## TASK PROMPT
Reproduce word for word the passage of the article on Amnesty International's recommendations for India's sexual violence laws, from "The Commission should" to "the armed forces.".

++++ DOCUMENT EXCERPT

The Amnesty International (AI) has suggested that the Indian laws against rape and other sexual crimes should highlight the gravity of such offences but punishments that violate human rights like death penalty or chemical castration should not be used against offenders. The international human rights organisation has sent its opinions to the Justice J.S. Verma Commission, set up by the government to make recommendations on amending laws to provide speedier justice and enhanced punishment in sexual offence cases.
It said legislations relating to violence against women must criminalise all forms of sexual and gender-based violence against all people and minimise the potential for re-traumatisation of the victim. The AI wanted the Commission to look into sexual crimes against men, boys and trans-genders.
The Commission should also broaden the scope of rape to include any non-consensual sexual conduct involving penetration, including within marriage, AI said. It also called for identifying sexual violence as a crime “against the physical and mental integrity of the victim, and not against modesty, morality or honour.”
It wanted the two-finger test of victims of sexual assault during medical examination should be banned.
Amnesty’s other suggestions to the Commission include: explicitly recognising rape by an official as torture, and removing immunity from prosecution for sexual and gender-based crimes, including for members of the police or the armed forces.
“Legal reform in India will not be effective unless laws are properly implemented,” it felt. The police standard operating procedures should not perpetuate gender stereotypes and should fully respect human rights, the organisation said.

++++++++
++++ PROVIDED MATERIAL

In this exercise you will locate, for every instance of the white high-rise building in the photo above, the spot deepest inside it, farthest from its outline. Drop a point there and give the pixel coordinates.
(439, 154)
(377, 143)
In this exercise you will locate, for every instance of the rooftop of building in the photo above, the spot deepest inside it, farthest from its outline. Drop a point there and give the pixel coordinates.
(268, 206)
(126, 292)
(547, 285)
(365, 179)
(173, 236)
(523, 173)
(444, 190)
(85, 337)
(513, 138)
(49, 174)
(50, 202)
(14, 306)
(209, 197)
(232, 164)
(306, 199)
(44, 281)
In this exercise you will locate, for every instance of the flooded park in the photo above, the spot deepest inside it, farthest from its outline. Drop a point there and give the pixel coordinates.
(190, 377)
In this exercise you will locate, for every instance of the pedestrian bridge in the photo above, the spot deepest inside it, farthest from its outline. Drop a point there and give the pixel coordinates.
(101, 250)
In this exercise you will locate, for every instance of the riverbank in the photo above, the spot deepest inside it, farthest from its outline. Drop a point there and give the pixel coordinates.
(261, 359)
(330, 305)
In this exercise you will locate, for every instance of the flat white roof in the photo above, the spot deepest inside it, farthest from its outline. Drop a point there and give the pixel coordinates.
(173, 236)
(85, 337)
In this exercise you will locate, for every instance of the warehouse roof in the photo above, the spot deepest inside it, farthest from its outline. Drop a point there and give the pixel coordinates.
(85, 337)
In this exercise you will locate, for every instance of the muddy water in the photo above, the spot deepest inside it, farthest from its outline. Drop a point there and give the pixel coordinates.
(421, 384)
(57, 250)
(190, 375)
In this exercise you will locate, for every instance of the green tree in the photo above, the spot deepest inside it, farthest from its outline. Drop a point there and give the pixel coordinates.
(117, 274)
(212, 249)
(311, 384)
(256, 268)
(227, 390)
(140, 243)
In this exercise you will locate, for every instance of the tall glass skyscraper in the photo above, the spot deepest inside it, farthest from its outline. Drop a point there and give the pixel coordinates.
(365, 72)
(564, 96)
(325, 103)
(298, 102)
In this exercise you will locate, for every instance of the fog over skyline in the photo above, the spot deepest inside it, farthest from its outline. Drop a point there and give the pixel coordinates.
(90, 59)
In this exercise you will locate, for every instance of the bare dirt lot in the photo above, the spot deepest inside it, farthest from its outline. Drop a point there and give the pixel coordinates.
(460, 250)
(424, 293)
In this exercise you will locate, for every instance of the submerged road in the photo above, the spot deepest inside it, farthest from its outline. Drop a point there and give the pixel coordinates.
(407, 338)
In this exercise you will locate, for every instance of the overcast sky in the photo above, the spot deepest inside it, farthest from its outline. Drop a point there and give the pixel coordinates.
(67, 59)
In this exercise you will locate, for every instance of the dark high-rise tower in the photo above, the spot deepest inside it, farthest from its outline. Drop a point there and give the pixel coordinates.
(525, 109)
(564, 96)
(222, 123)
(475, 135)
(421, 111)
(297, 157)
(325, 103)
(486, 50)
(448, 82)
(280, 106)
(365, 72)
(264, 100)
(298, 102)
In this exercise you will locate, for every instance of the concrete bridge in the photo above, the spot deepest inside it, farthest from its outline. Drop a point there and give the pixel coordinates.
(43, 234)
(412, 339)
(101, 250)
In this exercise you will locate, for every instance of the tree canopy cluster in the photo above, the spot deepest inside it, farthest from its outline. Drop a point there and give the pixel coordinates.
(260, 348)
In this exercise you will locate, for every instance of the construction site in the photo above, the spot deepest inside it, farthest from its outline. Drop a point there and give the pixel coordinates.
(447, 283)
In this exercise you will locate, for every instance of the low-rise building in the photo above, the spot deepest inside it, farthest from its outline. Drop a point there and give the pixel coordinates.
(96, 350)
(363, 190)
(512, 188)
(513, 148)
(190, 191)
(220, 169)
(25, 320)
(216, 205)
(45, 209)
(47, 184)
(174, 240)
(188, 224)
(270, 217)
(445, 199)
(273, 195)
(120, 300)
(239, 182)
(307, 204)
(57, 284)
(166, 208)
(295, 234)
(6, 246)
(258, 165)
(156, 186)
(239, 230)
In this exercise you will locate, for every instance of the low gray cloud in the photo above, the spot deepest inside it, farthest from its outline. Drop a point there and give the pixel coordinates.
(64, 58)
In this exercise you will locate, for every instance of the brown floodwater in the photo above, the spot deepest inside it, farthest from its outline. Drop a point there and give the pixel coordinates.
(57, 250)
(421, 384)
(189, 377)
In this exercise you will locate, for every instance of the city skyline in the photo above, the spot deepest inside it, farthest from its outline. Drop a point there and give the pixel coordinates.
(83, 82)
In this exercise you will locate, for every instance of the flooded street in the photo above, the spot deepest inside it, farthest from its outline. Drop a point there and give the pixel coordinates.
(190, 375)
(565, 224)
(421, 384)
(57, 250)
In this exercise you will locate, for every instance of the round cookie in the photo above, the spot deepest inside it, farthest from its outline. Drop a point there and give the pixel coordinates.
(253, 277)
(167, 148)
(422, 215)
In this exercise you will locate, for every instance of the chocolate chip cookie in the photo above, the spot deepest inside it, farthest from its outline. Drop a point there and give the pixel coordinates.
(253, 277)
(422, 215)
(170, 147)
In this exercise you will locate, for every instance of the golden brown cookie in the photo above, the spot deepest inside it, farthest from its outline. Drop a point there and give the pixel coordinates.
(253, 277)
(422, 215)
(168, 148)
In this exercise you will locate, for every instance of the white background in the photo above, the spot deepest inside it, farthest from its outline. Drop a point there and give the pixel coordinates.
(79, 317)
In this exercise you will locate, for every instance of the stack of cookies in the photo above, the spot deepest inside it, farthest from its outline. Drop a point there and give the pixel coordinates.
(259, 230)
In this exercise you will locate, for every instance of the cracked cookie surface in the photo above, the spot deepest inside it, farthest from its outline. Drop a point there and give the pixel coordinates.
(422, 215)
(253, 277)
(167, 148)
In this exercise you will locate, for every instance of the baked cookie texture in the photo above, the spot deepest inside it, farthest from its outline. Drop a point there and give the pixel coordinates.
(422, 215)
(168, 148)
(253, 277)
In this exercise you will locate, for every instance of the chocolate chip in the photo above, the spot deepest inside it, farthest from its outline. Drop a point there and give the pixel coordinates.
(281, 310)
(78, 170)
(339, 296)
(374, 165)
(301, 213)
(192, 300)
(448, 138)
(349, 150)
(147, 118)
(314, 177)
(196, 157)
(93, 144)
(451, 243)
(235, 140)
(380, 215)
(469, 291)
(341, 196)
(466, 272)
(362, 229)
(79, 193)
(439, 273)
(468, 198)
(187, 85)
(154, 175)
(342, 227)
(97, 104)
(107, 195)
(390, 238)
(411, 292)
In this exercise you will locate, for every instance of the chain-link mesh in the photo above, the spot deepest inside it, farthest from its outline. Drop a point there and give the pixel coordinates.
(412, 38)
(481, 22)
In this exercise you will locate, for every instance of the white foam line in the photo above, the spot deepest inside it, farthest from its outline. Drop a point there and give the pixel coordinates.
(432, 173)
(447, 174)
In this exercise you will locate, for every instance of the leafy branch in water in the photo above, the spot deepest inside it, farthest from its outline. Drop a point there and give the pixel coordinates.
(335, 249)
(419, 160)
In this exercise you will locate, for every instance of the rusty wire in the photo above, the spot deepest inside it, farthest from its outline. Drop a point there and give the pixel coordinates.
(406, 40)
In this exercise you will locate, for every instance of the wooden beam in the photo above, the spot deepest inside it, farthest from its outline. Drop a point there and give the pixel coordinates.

++++++++

## ANSWER
The Commission should also broaden the scope of rape to include any non-consensual sexual conduct involving penetration, including within marriage, AI said. It also called for identifying sexual violence as a crime “against the physical and mental integrity of the victim, and not against modesty, morality or honour.”
It wanted the two-finger test of victims of sexual assault during medical examination should be banned.
Amnesty’s other suggestions to the Commission include: explicitly recognising rape by an official as torture, and removing immunity from prosecution for sexual and gender-based crimes, including for members of the police or the armed forces.